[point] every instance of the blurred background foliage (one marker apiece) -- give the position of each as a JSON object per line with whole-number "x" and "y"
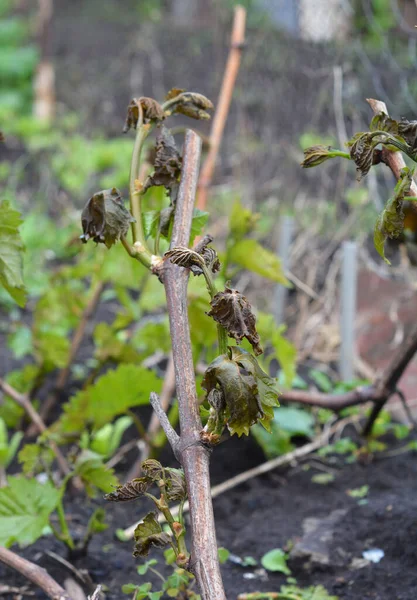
{"x": 307, "y": 67}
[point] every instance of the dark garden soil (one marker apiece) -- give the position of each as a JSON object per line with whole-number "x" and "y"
{"x": 269, "y": 512}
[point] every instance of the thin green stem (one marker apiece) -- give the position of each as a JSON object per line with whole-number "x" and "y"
{"x": 65, "y": 534}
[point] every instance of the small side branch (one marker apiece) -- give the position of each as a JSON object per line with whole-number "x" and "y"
{"x": 172, "y": 436}
{"x": 34, "y": 573}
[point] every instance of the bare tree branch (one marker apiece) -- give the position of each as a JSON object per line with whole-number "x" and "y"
{"x": 194, "y": 456}
{"x": 223, "y": 104}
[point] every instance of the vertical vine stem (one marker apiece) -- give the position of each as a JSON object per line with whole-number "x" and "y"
{"x": 193, "y": 455}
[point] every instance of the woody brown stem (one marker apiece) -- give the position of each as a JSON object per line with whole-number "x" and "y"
{"x": 223, "y": 104}
{"x": 34, "y": 573}
{"x": 194, "y": 457}
{"x": 77, "y": 339}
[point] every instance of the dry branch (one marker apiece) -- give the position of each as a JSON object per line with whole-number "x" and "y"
{"x": 34, "y": 573}
{"x": 194, "y": 457}
{"x": 223, "y": 104}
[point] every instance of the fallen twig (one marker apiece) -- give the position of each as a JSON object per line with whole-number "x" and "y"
{"x": 223, "y": 104}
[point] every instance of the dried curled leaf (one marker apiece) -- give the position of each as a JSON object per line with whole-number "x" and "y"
{"x": 149, "y": 533}
{"x": 152, "y": 111}
{"x": 209, "y": 255}
{"x": 104, "y": 218}
{"x": 231, "y": 309}
{"x": 382, "y": 122}
{"x": 130, "y": 490}
{"x": 191, "y": 104}
{"x": 361, "y": 152}
{"x": 167, "y": 162}
{"x": 184, "y": 257}
{"x": 239, "y": 392}
{"x": 390, "y": 223}
{"x": 316, "y": 155}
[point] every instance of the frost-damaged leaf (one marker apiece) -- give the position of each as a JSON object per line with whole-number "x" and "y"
{"x": 316, "y": 155}
{"x": 250, "y": 255}
{"x": 408, "y": 130}
{"x": 131, "y": 490}
{"x": 184, "y": 257}
{"x": 390, "y": 223}
{"x": 190, "y": 104}
{"x": 105, "y": 218}
{"x": 239, "y": 391}
{"x": 231, "y": 309}
{"x": 149, "y": 533}
{"x": 112, "y": 394}
{"x": 11, "y": 249}
{"x": 361, "y": 152}
{"x": 209, "y": 255}
{"x": 167, "y": 162}
{"x": 25, "y": 506}
{"x": 152, "y": 111}
{"x": 267, "y": 390}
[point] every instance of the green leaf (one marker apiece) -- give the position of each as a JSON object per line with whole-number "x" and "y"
{"x": 275, "y": 560}
{"x": 11, "y": 250}
{"x": 149, "y": 533}
{"x": 390, "y": 223}
{"x": 223, "y": 554}
{"x": 129, "y": 588}
{"x": 112, "y": 394}
{"x": 241, "y": 221}
{"x": 25, "y": 506}
{"x": 250, "y": 255}
{"x": 34, "y": 458}
{"x": 94, "y": 473}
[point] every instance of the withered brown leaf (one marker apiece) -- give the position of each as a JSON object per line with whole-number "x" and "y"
{"x": 130, "y": 490}
{"x": 105, "y": 218}
{"x": 232, "y": 310}
{"x": 167, "y": 163}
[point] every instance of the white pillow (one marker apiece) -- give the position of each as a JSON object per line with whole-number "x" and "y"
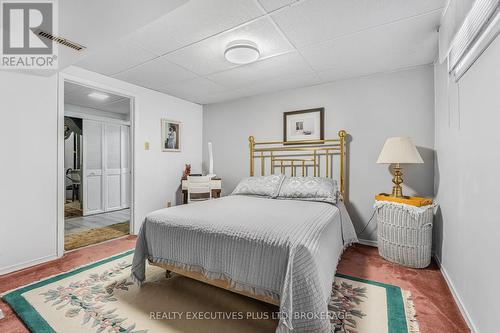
{"x": 264, "y": 186}
{"x": 309, "y": 189}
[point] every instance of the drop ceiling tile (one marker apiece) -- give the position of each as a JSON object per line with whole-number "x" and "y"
{"x": 315, "y": 21}
{"x": 207, "y": 57}
{"x": 116, "y": 57}
{"x": 282, "y": 83}
{"x": 192, "y": 89}
{"x": 406, "y": 43}
{"x": 271, "y": 5}
{"x": 221, "y": 97}
{"x": 120, "y": 106}
{"x": 194, "y": 21}
{"x": 290, "y": 63}
{"x": 155, "y": 74}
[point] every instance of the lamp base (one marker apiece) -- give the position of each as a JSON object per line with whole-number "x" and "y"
{"x": 397, "y": 190}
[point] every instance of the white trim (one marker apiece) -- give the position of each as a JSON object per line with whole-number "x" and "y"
{"x": 64, "y": 77}
{"x": 456, "y": 296}
{"x": 26, "y": 264}
{"x": 74, "y": 112}
{"x": 368, "y": 242}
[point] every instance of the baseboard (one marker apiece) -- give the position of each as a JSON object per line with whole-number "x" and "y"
{"x": 456, "y": 296}
{"x": 368, "y": 242}
{"x": 26, "y": 264}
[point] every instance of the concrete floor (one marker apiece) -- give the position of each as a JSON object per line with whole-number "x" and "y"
{"x": 83, "y": 223}
{"x": 436, "y": 308}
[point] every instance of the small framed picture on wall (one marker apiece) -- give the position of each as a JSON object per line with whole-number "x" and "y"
{"x": 300, "y": 127}
{"x": 170, "y": 135}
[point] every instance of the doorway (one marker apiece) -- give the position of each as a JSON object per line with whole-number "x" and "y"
{"x": 97, "y": 165}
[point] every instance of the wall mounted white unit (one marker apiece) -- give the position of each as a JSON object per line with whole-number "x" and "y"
{"x": 106, "y": 167}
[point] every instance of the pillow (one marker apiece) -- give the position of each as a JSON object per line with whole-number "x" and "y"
{"x": 309, "y": 189}
{"x": 265, "y": 186}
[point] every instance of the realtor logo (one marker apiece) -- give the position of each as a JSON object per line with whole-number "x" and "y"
{"x": 22, "y": 45}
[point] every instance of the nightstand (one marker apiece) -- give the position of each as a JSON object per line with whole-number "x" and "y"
{"x": 405, "y": 233}
{"x": 215, "y": 185}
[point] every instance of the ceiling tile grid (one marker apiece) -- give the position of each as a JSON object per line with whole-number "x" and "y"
{"x": 207, "y": 56}
{"x": 155, "y": 74}
{"x": 301, "y": 42}
{"x": 117, "y": 57}
{"x": 195, "y": 21}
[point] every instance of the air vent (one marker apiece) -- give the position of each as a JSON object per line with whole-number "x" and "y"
{"x": 62, "y": 41}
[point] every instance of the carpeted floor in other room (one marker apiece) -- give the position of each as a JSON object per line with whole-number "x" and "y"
{"x": 436, "y": 308}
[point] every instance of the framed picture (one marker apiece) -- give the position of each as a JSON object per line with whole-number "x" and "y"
{"x": 303, "y": 125}
{"x": 170, "y": 135}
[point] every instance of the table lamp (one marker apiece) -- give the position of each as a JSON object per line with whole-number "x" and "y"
{"x": 399, "y": 150}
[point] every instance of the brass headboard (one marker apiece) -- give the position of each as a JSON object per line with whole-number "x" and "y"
{"x": 307, "y": 155}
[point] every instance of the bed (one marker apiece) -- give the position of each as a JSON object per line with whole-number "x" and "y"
{"x": 277, "y": 237}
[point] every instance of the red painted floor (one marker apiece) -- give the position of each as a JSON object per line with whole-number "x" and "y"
{"x": 436, "y": 309}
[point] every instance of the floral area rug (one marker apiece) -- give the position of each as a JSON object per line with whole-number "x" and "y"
{"x": 100, "y": 297}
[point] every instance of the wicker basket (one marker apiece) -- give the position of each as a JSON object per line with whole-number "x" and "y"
{"x": 405, "y": 238}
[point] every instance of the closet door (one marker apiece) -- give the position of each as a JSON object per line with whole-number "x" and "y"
{"x": 112, "y": 167}
{"x": 125, "y": 164}
{"x": 92, "y": 167}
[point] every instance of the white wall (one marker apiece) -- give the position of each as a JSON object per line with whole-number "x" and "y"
{"x": 28, "y": 144}
{"x": 369, "y": 108}
{"x": 467, "y": 163}
{"x": 29, "y": 123}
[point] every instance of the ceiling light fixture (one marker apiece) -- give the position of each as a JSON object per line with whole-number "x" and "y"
{"x": 242, "y": 52}
{"x": 99, "y": 96}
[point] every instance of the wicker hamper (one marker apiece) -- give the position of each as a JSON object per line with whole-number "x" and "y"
{"x": 405, "y": 237}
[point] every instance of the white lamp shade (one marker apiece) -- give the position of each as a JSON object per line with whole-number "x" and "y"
{"x": 399, "y": 150}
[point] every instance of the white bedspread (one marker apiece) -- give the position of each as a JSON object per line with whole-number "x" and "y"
{"x": 286, "y": 249}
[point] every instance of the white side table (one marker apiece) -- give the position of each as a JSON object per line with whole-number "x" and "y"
{"x": 405, "y": 233}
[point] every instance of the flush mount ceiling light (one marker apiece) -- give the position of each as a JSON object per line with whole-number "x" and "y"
{"x": 99, "y": 96}
{"x": 242, "y": 52}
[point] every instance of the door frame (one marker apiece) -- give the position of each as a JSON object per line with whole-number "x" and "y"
{"x": 61, "y": 191}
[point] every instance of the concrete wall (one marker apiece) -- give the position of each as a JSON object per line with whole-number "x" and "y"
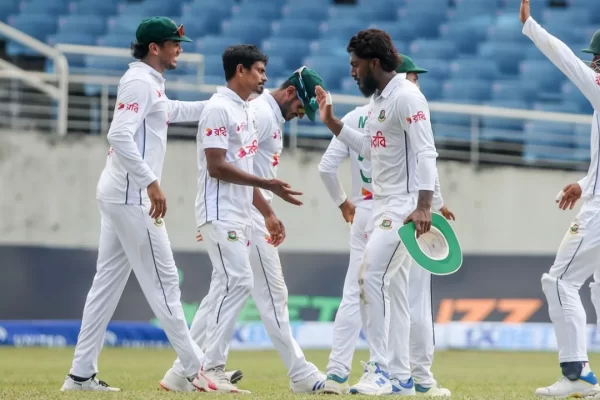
{"x": 47, "y": 196}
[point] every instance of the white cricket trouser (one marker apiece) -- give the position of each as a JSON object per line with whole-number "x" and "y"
{"x": 422, "y": 341}
{"x": 350, "y": 315}
{"x": 129, "y": 239}
{"x": 270, "y": 295}
{"x": 228, "y": 245}
{"x": 383, "y": 259}
{"x": 576, "y": 260}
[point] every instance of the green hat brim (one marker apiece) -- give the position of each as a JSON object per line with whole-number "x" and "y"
{"x": 446, "y": 265}
{"x": 178, "y": 38}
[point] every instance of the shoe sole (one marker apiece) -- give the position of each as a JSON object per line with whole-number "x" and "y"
{"x": 236, "y": 377}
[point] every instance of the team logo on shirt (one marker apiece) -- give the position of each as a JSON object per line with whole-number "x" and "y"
{"x": 232, "y": 236}
{"x": 378, "y": 140}
{"x": 386, "y": 224}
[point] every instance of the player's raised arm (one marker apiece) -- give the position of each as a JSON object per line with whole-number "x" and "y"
{"x": 185, "y": 111}
{"x": 414, "y": 112}
{"x": 133, "y": 103}
{"x": 561, "y": 56}
{"x": 356, "y": 140}
{"x": 212, "y": 132}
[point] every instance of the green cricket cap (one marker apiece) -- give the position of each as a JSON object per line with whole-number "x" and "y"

### PROBLEM DESCRIPTION:
Copy out, exactly as written, the line that contains "[point] every instance of the team" along with every line that comes after it in the material above, and nothing else.

### PROBLEM SOLUTION:
[point] every instance of the team logo on shirt (one marker apiece) -- give the position of each as a JSON object per line with whole-number "x" and "y"
{"x": 232, "y": 236}
{"x": 378, "y": 140}
{"x": 386, "y": 224}
[point] every instance of the player's raised arm (one marker apiece) -- give the position of each as a JSON object per line with whole-number "x" and "y"
{"x": 185, "y": 111}
{"x": 414, "y": 112}
{"x": 133, "y": 103}
{"x": 561, "y": 56}
{"x": 356, "y": 140}
{"x": 212, "y": 132}
[point] every instance of the green cricket cap (one marker apiece) -- give the position of each as a JSON object per line with whole-number "x" and "y"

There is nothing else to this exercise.